▶ RECORDS FOR PROCESSING

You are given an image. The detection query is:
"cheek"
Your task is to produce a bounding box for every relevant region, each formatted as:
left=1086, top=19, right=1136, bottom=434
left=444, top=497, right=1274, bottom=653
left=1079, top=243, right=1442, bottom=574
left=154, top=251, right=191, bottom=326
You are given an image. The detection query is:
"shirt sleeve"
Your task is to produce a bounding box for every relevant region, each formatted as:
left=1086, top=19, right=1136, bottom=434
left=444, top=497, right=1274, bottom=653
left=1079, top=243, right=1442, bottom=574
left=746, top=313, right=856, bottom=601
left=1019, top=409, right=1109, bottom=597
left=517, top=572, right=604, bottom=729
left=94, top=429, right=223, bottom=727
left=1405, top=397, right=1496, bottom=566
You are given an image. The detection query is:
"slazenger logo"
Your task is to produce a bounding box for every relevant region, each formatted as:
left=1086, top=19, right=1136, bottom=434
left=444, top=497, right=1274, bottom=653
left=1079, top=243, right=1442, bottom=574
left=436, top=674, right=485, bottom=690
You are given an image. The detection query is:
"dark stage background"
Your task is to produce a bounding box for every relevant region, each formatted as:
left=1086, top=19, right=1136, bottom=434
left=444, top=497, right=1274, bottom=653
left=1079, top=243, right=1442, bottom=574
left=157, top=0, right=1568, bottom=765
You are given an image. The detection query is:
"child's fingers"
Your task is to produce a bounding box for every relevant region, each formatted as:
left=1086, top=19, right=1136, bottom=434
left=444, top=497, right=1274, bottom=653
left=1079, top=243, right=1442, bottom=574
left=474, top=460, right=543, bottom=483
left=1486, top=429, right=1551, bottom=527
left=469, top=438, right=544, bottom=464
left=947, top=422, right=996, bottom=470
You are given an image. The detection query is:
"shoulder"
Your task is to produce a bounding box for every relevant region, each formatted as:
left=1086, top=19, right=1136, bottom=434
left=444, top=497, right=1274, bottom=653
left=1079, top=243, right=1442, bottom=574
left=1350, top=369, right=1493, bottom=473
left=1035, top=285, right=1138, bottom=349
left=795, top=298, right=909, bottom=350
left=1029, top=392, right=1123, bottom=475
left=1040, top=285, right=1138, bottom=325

▶ CHALLENGE
Copy the listing above word for word, every line in order.

▶ TASK OUTPUT
You are given an image. The detection query is:
"cheek"
Your task is to produce a bounding box for every relevant region, each formatted as:
left=1086, top=19, right=1136, bottom=434
left=444, top=497, right=1274, bottom=653
left=1079, top=243, right=1442, bottom=574
left=154, top=251, right=191, bottom=326
You are given an image. The detection query is:
"shirt sleeve"
Your task is to produce a bounding box for every relevant region, each formatted as:
left=1086, top=19, right=1136, bottom=434
left=444, top=497, right=1274, bottom=653
left=1079, top=243, right=1442, bottom=574
left=746, top=313, right=856, bottom=601
left=1019, top=409, right=1109, bottom=597
left=517, top=572, right=604, bottom=729
left=94, top=429, right=223, bottom=727
left=1405, top=397, right=1496, bottom=566
You are given an image. The detection query is:
"slazenger logo"
Your task is to produce a bounding box for every relevant region, each formatted as:
left=1086, top=19, right=1136, bottom=434
left=444, top=497, right=1274, bottom=653
left=1079, top=243, right=1442, bottom=574
left=436, top=674, right=485, bottom=690
You are given an image. The detection query is:
"dark stage background"
Your task is to produce a bounding box for every relevant region, each formatted as:
left=1086, top=19, right=1136, bottom=434
left=444, top=497, right=1274, bottom=653
left=1079, top=243, right=1442, bottom=574
left=157, top=0, right=1568, bottom=765
You are given an image. The detection query is:
"child's fingers"
Your task is to produce a bounding box for every relevant region, each formatted as:
left=1086, top=19, right=1136, bottom=434
left=444, top=497, right=1274, bottom=653
left=1079, top=243, right=1442, bottom=574
left=474, top=460, right=543, bottom=483
left=1486, top=429, right=1551, bottom=527
left=469, top=438, right=544, bottom=464
left=947, top=422, right=996, bottom=470
You are given an image. The detection query is:
"shoulder"
Your task is to produce a bounding box for every relevant region, each formatted as:
left=1086, top=19, right=1136, bottom=434
left=444, top=497, right=1274, bottom=653
left=1079, top=243, right=1442, bottom=574
left=1350, top=369, right=1493, bottom=473
left=1035, top=285, right=1138, bottom=349
left=795, top=298, right=909, bottom=350
left=1029, top=392, right=1123, bottom=475
left=1040, top=285, right=1138, bottom=325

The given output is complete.